The domestic equity market ended lower on Friday after a volatile trading session, as investors remained cautious despite capital gains tax relaxation for FPIs and the Reserve Bank of India (RBI) keeping the repo rate unchanged and maintaining its neutral policy stance.
The BSE Sensex closed at 74,243.34, down 116.67 points or 0.16 per cent. The NSE Nifty 50 settled at 23,366.70, losing 49.85 points or 0.21 per cent.
According to analysts, markets crumbled sharply as weak global cues pushed local investors to cut their exposure in banking, IT, auto and realty stocks. There is no clarity on peace talks between US & Iran, which has led to renewed uptick in global crude prices.
Markets had opened higher and extended gains after the RBI’s policy decision.
However, profit-booking in IT, metal and select heavyweight stocks erased the morning rally, dragging benchmarks into negative territory before a partial recovery in late trade.
RBI Policy Fails To Sustain Early Rally
The RBI’s Monetary Policy Committee (MPC) unanimously decided to keep the repo rate unchanged at 5.25 per cent while retaining its “neutral” stance. The central bank also announced measures aimed at improving foreign investor participation and easing tax-related frictions in the bond market.
While the policy was largely in line with expectations, investors remained concerned about slowing growth after the RBI revised its FY27 GDP growth forecast downward to 6.5 per cent from 6.9 per cent.
+===+
### Study questions
1: From the market report, extract the passage starting at "According to analysts, markets" and ending at "the bond market.".
2: Answer these questions using the market report:
(a) At what level did the NSE Nifty 50 settle?
(b) At what level did the RBI's Monetary Policy Committee keep the repo rate?
(c) What is the RBI's revised FY27 GDP growth forecast, and what was it before?
+===+
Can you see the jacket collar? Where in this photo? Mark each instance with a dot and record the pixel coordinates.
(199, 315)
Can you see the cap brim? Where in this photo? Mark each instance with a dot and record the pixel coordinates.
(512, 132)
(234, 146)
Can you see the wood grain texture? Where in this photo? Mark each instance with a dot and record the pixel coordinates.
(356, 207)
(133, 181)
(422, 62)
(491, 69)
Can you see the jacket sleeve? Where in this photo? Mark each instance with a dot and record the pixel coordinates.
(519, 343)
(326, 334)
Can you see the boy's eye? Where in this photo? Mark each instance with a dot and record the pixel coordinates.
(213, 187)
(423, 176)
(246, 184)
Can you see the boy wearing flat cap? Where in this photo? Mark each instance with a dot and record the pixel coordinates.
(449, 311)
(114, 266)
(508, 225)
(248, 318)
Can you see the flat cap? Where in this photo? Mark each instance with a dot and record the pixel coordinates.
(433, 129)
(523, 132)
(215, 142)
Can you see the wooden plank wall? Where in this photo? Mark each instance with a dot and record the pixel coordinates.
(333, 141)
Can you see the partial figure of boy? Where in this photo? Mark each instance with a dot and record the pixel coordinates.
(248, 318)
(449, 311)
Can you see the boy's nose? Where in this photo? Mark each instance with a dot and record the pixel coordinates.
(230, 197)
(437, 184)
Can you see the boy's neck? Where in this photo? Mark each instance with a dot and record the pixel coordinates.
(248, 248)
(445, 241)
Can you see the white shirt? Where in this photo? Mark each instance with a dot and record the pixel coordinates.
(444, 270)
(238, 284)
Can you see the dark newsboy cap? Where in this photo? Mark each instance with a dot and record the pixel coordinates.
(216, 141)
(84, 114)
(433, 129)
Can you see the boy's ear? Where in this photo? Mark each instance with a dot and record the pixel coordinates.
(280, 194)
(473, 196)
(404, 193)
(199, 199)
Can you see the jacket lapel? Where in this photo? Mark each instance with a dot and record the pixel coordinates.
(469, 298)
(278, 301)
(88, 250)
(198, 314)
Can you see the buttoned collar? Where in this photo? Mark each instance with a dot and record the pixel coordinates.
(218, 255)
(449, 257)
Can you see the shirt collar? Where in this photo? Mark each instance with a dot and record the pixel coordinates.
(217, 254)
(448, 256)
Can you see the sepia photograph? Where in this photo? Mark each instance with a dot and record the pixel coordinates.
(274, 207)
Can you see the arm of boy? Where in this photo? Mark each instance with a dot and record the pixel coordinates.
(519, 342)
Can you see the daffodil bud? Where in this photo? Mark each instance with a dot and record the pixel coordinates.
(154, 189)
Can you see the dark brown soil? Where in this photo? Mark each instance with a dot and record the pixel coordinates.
+===+
### Answer list
1:
According to analysts, markets crumbled sharply as weak global cues pushed local investors to cut their exposure in banking, IT, auto and realty stocks. There is no clarity on peace talks between US & Iran, which has led to renewed uptick in global crude prices.
Markets had opened higher and extended gains after the RBI’s policy decision.
However, profit-booking in IT, metal and select heavyweight stocks erased the morning rally, dragging benchmarks into negative territory before a partial recovery in late trade.
RBI Policy Fails To Sustain Early Rally
The RBI’s Monetary Policy Committee (MPC) unanimously decided to keep the repo rate unchanged at 5.25 per cent while retaining its “neutral” stance. The central bank also announced measures aimed at improving foreign investor participation and easing tax-related frictions in the bond market.

2:
(a) The NSE Nifty 50 settled at 23,366.70.
(b) The committee kept the repo rate unchanged at 5.25 per cent.
(c) The revised forecast is 6.5 per cent, down from 6.9 per cent.